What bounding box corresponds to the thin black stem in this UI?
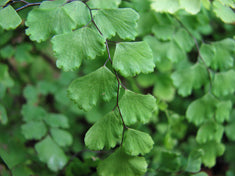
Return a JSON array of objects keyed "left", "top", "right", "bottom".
[
  {"left": 83, "top": 1, "right": 128, "bottom": 146},
  {"left": 175, "top": 16, "right": 213, "bottom": 91},
  {"left": 16, "top": 2, "right": 41, "bottom": 11}
]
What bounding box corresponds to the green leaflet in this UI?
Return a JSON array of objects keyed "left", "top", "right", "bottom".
[
  {"left": 0, "top": 63, "right": 14, "bottom": 88},
  {"left": 151, "top": 0, "right": 201, "bottom": 14},
  {"left": 153, "top": 73, "right": 175, "bottom": 101},
  {"left": 84, "top": 111, "right": 123, "bottom": 150},
  {"left": 196, "top": 120, "right": 224, "bottom": 144},
  {"left": 186, "top": 93, "right": 218, "bottom": 126},
  {"left": 171, "top": 63, "right": 208, "bottom": 97},
  {"left": 0, "top": 0, "right": 10, "bottom": 6},
  {"left": 23, "top": 85, "right": 38, "bottom": 105},
  {"left": 68, "top": 66, "right": 117, "bottom": 111},
  {"left": 199, "top": 141, "right": 225, "bottom": 168},
  {"left": 215, "top": 101, "right": 232, "bottom": 123},
  {"left": 87, "top": 0, "right": 121, "bottom": 8},
  {"left": 0, "top": 45, "right": 15, "bottom": 59},
  {"left": 97, "top": 148, "right": 147, "bottom": 176},
  {"left": 94, "top": 8, "right": 139, "bottom": 40},
  {"left": 180, "top": 0, "right": 201, "bottom": 14},
  {"left": 21, "top": 104, "right": 47, "bottom": 122},
  {"left": 225, "top": 122, "right": 235, "bottom": 141},
  {"left": 200, "top": 39, "right": 235, "bottom": 70},
  {"left": 15, "top": 43, "right": 34, "bottom": 63},
  {"left": 35, "top": 136, "right": 68, "bottom": 171},
  {"left": 119, "top": 89, "right": 156, "bottom": 125},
  {"left": 113, "top": 41, "right": 155, "bottom": 77},
  {"left": 151, "top": 0, "right": 181, "bottom": 14},
  {"left": 26, "top": 0, "right": 90, "bottom": 42},
  {"left": 193, "top": 172, "right": 208, "bottom": 176},
  {"left": 0, "top": 104, "right": 8, "bottom": 124},
  {"left": 0, "top": 5, "right": 22, "bottom": 30},
  {"left": 123, "top": 128, "right": 154, "bottom": 156},
  {"left": 21, "top": 121, "right": 47, "bottom": 140},
  {"left": 213, "top": 0, "right": 235, "bottom": 23},
  {"left": 52, "top": 27, "right": 106, "bottom": 71},
  {"left": 152, "top": 149, "right": 181, "bottom": 172},
  {"left": 212, "top": 70, "right": 235, "bottom": 97},
  {"left": 185, "top": 149, "right": 204, "bottom": 173},
  {"left": 50, "top": 128, "right": 73, "bottom": 147},
  {"left": 44, "top": 113, "right": 69, "bottom": 129}
]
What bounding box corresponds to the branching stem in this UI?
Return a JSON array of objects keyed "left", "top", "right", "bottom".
[
  {"left": 83, "top": 1, "right": 128, "bottom": 146},
  {"left": 175, "top": 16, "right": 213, "bottom": 91}
]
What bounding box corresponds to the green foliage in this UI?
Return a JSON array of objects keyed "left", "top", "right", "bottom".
[
  {"left": 97, "top": 148, "right": 147, "bottom": 176},
  {"left": 0, "top": 0, "right": 235, "bottom": 175}
]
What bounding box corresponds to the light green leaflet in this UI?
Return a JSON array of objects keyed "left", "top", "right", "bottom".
[
  {"left": 215, "top": 101, "right": 232, "bottom": 123},
  {"left": 85, "top": 111, "right": 123, "bottom": 150},
  {"left": 213, "top": 0, "right": 235, "bottom": 23},
  {"left": 171, "top": 63, "right": 208, "bottom": 97},
  {"left": 87, "top": 0, "right": 121, "bottom": 8},
  {"left": 196, "top": 120, "right": 224, "bottom": 144},
  {"left": 21, "top": 121, "right": 47, "bottom": 140},
  {"left": 113, "top": 41, "right": 155, "bottom": 77},
  {"left": 21, "top": 104, "right": 47, "bottom": 121},
  {"left": 97, "top": 148, "right": 147, "bottom": 176},
  {"left": 119, "top": 89, "right": 156, "bottom": 125},
  {"left": 185, "top": 149, "right": 204, "bottom": 173},
  {"left": 123, "top": 128, "right": 154, "bottom": 156},
  {"left": 0, "top": 5, "right": 22, "bottom": 30},
  {"left": 186, "top": 93, "right": 218, "bottom": 126},
  {"left": 26, "top": 0, "right": 90, "bottom": 42},
  {"left": 200, "top": 39, "right": 235, "bottom": 70},
  {"left": 94, "top": 8, "right": 139, "bottom": 40},
  {"left": 52, "top": 27, "right": 106, "bottom": 71},
  {"left": 151, "top": 0, "right": 201, "bottom": 14},
  {"left": 68, "top": 66, "right": 117, "bottom": 111},
  {"left": 50, "top": 128, "right": 73, "bottom": 147},
  {"left": 199, "top": 141, "right": 225, "bottom": 167},
  {"left": 35, "top": 136, "right": 67, "bottom": 171},
  {"left": 212, "top": 70, "right": 235, "bottom": 97}
]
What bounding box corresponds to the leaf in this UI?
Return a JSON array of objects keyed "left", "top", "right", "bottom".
[
  {"left": 171, "top": 63, "right": 208, "bottom": 97},
  {"left": 84, "top": 111, "right": 123, "bottom": 150},
  {"left": 0, "top": 0, "right": 10, "bottom": 6},
  {"left": 51, "top": 27, "right": 105, "bottom": 71},
  {"left": 152, "top": 23, "right": 175, "bottom": 41},
  {"left": 113, "top": 41, "right": 155, "bottom": 77},
  {"left": 23, "top": 85, "right": 38, "bottom": 105},
  {"left": 97, "top": 148, "right": 147, "bottom": 176},
  {"left": 192, "top": 172, "right": 208, "bottom": 176},
  {"left": 196, "top": 120, "right": 224, "bottom": 144},
  {"left": 153, "top": 73, "right": 175, "bottom": 101},
  {"left": 0, "top": 5, "right": 22, "bottom": 30},
  {"left": 68, "top": 66, "right": 117, "bottom": 111},
  {"left": 186, "top": 93, "right": 217, "bottom": 126},
  {"left": 35, "top": 136, "right": 67, "bottom": 171},
  {"left": 180, "top": 0, "right": 201, "bottom": 14},
  {"left": 225, "top": 122, "right": 235, "bottom": 141},
  {"left": 15, "top": 43, "right": 34, "bottom": 63},
  {"left": 25, "top": 0, "right": 90, "bottom": 42},
  {"left": 0, "top": 45, "right": 15, "bottom": 59},
  {"left": 44, "top": 113, "right": 69, "bottom": 129},
  {"left": 199, "top": 141, "right": 225, "bottom": 168},
  {"left": 94, "top": 8, "right": 139, "bottom": 40},
  {"left": 0, "top": 104, "right": 8, "bottom": 124},
  {"left": 167, "top": 40, "right": 187, "bottom": 63},
  {"left": 123, "top": 128, "right": 154, "bottom": 156},
  {"left": 119, "top": 90, "right": 156, "bottom": 125},
  {"left": 185, "top": 149, "right": 204, "bottom": 173},
  {"left": 21, "top": 104, "right": 47, "bottom": 122},
  {"left": 202, "top": 39, "right": 235, "bottom": 70},
  {"left": 153, "top": 149, "right": 181, "bottom": 172},
  {"left": 50, "top": 128, "right": 73, "bottom": 147},
  {"left": 21, "top": 121, "right": 47, "bottom": 140},
  {"left": 0, "top": 64, "right": 14, "bottom": 87},
  {"left": 212, "top": 70, "right": 235, "bottom": 97},
  {"left": 87, "top": 0, "right": 121, "bottom": 8},
  {"left": 173, "top": 28, "right": 194, "bottom": 52},
  {"left": 151, "top": 0, "right": 181, "bottom": 13},
  {"left": 213, "top": 0, "right": 235, "bottom": 23},
  {"left": 215, "top": 100, "right": 232, "bottom": 123}
]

::::

▶ **Instructions for the task**
Only an exact copy is wanted: the lines from the opening of the material through the line that has "What bounding box corresponds to the green leaflet", minus any pictures.

▶ **Task answer**
What bounding box corresponds to the thin black stem in this UI?
Return a JSON array of objects keyed "left", "top", "right", "bottom".
[
  {"left": 83, "top": 1, "right": 128, "bottom": 146},
  {"left": 175, "top": 16, "right": 213, "bottom": 91},
  {"left": 16, "top": 2, "right": 41, "bottom": 11}
]
What bounding box corresponds to the green leaflet in this UI?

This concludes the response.